--- GESELECTEERDE TEKST ---
────
Na zijn landing werd hij al snel opgepikt door geallieerde militairen en overgebracht naar een vliegveld in de omgeving (mogelijk Volkel of Eindhoven en wellicht door toentertijd in Erp gelegerde R.A.F.-militairen).

Hij kon niet meer vanuit Nederland op de hoogte worden gesteld van de bevindingen aldaar. Op vrijdag 12 aug. 2011 overleed hij te Tulsa (USA) op 93-jarige leeftijd.

Tijdens het onderzoek naar de lotgevallen van Jack Hitt kwam ook aan het licht, dat twee leden van zijn crew de parachutesprong niet hadden overleefd; zij moeten in Erp of directe omgeving ervan zijn neergekomen en daarbij gedood. Uit archiefstukken (in de vorm van o.a. Report of Burial) van een Amerikaanse graveneenheid blijkt, dat de twee zijn geborgen door Britse militairen van de te Erp gelegerde 83 G.C.C.. Ze werden overgebracht naar de ziekenboeg van deze eenheid in de vroegere Mariaschool aan de Kerkstraat en van daaruit  overgebracht naar de Amerikaanse militaire begraafplaats Margraten.  Zij werden er op 23 nov. 1944 begraven.

Het waren:

S/Sgt. Joseph E. BRADSHAW,  Margraten graf G-7-155.  Op 23 juni 1948 opgegraven en overgebracht naar Begraafplaats Laurel Hill-Mission te Hidalgo County, Texas

S/Sgt. Lowell E. WAMICK, Margraten graf G-7-156.  Op 23 juni 1948 opgegraven en overgebracht naar

Arlington National Cemetery, Fort Myer, Virginia; aldaar op 23 sept. 1948 herbegraven.
────
--- DOEL ---
Geef woordelijk een deel van de tekst over Jack Hitt en zijn bemanning weer. Begin bij de woorden "Hij kon niet" en houd op na "op 93-jarige leeftijd.".

--- AANGELEVERDE ITEMS ---
────
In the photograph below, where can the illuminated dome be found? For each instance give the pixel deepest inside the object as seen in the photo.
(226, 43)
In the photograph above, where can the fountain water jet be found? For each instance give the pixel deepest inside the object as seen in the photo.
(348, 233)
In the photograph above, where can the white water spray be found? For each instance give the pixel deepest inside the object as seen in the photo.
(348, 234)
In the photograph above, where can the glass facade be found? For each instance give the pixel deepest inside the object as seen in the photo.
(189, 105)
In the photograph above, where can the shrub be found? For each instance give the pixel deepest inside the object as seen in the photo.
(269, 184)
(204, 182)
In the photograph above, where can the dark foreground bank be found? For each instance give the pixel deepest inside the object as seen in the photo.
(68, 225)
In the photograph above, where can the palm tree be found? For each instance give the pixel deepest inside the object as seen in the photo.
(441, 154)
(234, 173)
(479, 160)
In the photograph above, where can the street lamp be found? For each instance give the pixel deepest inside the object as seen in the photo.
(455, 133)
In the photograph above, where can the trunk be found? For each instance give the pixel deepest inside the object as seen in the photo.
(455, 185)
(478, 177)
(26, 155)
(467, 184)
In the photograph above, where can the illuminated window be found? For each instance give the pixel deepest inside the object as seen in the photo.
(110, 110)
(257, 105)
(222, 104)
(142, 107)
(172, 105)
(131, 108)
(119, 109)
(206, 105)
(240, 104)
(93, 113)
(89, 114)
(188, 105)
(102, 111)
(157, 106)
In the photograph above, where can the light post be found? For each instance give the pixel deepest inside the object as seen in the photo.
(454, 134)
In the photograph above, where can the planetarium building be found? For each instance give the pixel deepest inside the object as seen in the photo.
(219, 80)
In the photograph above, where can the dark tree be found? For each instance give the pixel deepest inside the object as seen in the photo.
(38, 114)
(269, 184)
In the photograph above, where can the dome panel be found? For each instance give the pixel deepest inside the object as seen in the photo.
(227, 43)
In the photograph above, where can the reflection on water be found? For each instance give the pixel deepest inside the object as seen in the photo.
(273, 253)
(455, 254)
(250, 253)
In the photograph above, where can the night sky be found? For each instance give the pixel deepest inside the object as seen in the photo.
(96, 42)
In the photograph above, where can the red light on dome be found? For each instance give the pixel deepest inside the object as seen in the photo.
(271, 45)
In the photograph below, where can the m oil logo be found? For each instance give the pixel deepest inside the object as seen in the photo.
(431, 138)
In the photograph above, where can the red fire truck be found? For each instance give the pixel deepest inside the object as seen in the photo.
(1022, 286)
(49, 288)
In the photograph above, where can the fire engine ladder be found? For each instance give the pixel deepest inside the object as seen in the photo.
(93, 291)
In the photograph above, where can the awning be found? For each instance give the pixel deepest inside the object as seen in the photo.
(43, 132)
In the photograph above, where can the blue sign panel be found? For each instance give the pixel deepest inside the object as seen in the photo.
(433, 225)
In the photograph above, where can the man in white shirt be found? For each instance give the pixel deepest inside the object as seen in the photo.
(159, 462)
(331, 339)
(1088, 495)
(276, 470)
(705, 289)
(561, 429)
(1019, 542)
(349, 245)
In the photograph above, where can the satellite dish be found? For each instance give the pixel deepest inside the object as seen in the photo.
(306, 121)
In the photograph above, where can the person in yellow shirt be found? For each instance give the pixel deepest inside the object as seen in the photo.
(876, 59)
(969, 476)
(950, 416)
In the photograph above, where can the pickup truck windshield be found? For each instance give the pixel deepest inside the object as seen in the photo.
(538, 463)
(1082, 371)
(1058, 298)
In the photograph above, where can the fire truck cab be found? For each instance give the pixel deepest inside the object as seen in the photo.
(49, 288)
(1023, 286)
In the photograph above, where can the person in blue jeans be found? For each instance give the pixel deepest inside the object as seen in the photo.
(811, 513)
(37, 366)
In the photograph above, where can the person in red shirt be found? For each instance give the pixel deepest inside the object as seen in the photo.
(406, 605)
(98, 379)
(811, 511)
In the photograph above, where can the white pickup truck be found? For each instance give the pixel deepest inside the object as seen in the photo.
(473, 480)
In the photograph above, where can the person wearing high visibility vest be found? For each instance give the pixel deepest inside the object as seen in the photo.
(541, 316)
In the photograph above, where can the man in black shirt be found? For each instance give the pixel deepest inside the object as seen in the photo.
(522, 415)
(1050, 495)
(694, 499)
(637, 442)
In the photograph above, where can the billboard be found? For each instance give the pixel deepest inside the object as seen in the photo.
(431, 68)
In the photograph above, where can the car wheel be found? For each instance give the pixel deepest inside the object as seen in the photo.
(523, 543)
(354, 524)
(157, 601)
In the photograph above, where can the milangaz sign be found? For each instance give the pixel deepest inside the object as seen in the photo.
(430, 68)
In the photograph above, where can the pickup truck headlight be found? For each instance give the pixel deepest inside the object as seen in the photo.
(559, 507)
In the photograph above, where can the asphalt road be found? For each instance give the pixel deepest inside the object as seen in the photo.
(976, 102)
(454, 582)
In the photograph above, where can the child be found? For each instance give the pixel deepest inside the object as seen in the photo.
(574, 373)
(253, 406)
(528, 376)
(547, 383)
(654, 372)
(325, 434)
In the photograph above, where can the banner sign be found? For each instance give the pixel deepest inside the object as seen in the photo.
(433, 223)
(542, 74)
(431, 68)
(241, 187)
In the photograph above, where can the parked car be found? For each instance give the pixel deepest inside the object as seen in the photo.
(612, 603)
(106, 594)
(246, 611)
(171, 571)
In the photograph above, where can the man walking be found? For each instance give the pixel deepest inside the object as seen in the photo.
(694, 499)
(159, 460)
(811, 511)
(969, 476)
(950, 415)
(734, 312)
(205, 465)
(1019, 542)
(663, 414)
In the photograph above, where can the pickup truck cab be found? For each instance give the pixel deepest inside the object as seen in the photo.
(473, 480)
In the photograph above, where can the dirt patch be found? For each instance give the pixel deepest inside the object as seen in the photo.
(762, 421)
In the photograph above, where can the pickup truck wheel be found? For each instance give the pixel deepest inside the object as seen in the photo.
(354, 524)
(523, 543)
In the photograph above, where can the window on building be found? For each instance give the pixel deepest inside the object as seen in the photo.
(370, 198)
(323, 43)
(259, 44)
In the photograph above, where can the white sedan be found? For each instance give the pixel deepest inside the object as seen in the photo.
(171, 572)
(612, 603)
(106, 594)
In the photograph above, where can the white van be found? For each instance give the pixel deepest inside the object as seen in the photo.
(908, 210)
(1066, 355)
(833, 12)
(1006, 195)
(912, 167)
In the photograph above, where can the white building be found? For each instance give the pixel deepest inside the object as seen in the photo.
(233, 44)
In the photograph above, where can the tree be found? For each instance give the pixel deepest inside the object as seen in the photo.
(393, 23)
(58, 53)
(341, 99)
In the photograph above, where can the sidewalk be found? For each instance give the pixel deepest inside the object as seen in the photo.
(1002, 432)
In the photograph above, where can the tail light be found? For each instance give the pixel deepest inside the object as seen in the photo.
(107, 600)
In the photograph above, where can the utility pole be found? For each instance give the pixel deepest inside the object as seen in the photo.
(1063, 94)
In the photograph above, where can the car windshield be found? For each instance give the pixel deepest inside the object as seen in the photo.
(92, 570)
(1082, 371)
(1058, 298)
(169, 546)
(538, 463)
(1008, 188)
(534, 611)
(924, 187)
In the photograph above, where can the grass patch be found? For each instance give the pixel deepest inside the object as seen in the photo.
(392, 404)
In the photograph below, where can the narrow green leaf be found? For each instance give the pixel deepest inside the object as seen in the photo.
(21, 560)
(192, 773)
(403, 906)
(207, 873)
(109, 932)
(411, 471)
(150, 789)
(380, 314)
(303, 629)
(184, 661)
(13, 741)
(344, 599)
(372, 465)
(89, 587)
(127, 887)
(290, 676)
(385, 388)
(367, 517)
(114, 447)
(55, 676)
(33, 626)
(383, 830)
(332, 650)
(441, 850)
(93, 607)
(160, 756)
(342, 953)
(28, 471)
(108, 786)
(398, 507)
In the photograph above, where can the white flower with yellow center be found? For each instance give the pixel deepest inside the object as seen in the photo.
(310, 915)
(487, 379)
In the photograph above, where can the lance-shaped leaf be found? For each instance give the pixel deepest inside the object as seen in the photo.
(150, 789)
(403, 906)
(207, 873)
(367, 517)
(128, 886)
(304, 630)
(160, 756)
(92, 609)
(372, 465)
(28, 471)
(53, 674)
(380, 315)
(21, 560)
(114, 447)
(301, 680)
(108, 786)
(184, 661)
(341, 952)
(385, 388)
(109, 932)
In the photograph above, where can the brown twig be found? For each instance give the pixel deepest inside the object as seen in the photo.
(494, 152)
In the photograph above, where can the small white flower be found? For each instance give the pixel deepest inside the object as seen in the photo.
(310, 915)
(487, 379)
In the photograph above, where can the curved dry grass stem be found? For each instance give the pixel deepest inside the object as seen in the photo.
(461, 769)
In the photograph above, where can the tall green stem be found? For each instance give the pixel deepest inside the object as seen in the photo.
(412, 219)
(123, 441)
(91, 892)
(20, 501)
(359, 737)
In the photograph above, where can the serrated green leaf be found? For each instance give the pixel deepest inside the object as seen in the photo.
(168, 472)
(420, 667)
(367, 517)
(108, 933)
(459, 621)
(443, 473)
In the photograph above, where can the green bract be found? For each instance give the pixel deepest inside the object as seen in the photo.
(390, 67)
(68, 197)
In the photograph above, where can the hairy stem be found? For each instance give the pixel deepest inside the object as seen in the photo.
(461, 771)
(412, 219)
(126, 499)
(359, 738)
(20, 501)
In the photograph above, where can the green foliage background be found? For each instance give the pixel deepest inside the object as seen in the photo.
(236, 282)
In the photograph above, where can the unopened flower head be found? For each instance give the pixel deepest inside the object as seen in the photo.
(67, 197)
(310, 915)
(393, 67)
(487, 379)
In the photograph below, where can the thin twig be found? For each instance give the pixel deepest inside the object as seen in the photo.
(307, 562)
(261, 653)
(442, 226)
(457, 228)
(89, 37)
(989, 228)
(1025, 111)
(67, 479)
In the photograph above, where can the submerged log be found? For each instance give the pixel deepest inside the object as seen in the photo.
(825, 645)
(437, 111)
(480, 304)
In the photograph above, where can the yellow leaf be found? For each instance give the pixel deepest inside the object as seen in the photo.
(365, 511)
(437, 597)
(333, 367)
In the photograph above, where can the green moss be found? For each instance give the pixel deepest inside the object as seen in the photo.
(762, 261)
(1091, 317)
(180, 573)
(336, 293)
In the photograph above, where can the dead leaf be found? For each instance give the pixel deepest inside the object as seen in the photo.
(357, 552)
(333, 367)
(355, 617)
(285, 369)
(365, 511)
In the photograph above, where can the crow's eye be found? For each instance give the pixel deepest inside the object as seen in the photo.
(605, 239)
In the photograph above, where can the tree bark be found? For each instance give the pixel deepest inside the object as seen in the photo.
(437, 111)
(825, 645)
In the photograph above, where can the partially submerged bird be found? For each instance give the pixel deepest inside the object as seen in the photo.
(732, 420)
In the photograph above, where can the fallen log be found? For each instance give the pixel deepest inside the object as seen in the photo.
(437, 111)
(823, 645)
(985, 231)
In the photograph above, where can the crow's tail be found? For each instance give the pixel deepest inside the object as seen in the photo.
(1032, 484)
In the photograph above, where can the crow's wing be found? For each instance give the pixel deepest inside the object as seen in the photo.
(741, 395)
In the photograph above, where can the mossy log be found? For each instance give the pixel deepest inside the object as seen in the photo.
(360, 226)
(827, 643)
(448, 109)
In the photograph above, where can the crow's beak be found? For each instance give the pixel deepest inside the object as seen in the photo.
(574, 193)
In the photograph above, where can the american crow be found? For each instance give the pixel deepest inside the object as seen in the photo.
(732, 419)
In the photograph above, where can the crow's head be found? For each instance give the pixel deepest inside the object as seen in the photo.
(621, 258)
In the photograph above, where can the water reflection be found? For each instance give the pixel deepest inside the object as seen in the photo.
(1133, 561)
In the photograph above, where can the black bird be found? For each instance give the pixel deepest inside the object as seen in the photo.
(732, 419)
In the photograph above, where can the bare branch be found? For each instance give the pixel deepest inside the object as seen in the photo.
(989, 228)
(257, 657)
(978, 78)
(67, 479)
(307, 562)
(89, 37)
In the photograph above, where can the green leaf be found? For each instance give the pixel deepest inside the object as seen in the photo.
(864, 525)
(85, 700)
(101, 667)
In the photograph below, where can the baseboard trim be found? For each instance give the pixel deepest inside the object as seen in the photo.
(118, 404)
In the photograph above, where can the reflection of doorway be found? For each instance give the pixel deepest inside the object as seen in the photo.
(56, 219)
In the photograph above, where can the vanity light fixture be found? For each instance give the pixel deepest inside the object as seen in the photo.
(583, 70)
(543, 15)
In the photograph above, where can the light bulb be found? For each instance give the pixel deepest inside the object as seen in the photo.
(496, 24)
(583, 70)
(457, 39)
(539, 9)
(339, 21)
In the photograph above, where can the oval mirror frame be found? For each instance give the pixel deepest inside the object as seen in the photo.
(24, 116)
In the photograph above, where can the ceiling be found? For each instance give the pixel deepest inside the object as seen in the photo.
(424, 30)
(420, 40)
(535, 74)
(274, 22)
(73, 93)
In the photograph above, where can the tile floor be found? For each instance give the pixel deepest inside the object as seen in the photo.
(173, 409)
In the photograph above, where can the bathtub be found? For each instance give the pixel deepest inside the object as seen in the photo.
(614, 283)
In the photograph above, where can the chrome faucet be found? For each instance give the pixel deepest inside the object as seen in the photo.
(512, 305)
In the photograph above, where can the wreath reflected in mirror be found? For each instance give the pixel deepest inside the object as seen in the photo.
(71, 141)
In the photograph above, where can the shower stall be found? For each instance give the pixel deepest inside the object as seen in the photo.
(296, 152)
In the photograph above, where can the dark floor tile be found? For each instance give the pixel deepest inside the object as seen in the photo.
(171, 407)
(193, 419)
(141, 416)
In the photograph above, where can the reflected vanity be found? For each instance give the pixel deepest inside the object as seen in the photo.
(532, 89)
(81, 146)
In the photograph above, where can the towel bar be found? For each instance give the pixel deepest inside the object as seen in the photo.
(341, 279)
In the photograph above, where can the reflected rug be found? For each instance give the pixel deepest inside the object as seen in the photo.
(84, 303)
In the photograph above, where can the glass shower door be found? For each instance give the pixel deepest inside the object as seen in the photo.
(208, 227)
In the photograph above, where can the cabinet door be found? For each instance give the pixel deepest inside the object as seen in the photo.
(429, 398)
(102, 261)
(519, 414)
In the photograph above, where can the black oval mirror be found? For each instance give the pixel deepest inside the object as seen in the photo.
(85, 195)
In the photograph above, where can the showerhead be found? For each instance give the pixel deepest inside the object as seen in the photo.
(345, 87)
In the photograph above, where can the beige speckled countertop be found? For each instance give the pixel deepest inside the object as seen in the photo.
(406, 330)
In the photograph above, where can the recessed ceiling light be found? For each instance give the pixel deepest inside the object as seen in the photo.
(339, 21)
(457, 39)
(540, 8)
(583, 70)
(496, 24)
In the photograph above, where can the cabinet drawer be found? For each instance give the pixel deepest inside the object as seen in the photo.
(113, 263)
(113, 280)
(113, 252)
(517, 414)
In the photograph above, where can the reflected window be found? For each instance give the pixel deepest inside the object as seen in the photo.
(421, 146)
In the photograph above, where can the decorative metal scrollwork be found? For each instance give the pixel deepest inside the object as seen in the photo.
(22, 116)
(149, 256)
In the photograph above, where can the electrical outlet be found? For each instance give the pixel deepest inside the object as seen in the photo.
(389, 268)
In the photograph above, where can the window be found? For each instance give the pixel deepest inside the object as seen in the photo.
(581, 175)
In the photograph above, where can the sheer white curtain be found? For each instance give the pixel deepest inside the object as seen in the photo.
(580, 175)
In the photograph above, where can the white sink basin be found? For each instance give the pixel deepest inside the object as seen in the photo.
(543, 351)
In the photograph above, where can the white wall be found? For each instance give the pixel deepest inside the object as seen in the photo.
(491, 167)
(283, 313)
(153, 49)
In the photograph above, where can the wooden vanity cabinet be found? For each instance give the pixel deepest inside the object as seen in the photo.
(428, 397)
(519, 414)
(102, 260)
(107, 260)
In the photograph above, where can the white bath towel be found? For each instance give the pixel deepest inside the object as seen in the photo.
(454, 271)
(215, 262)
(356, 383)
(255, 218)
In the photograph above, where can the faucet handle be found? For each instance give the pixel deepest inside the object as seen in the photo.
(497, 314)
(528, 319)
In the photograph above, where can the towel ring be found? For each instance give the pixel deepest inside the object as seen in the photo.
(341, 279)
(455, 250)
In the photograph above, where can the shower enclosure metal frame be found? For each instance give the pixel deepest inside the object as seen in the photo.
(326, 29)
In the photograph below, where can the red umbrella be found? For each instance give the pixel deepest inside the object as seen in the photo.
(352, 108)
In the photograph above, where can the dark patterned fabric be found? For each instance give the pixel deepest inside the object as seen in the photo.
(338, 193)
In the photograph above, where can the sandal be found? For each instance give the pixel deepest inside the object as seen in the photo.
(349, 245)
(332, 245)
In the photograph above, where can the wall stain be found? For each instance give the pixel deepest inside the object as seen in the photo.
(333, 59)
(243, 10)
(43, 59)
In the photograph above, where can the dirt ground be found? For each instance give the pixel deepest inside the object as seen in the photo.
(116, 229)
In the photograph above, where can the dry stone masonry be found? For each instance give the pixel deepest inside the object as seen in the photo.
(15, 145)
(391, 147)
────
--- HET ANTWOORD ---
Hij kon niet meer vanuit Nederland op de hoogte worden gesteld van de bevindingen aldaar. Op vrijdag 12 aug. 2011 overleed hij te Tulsa (USA) op 93-jarige leeftijd.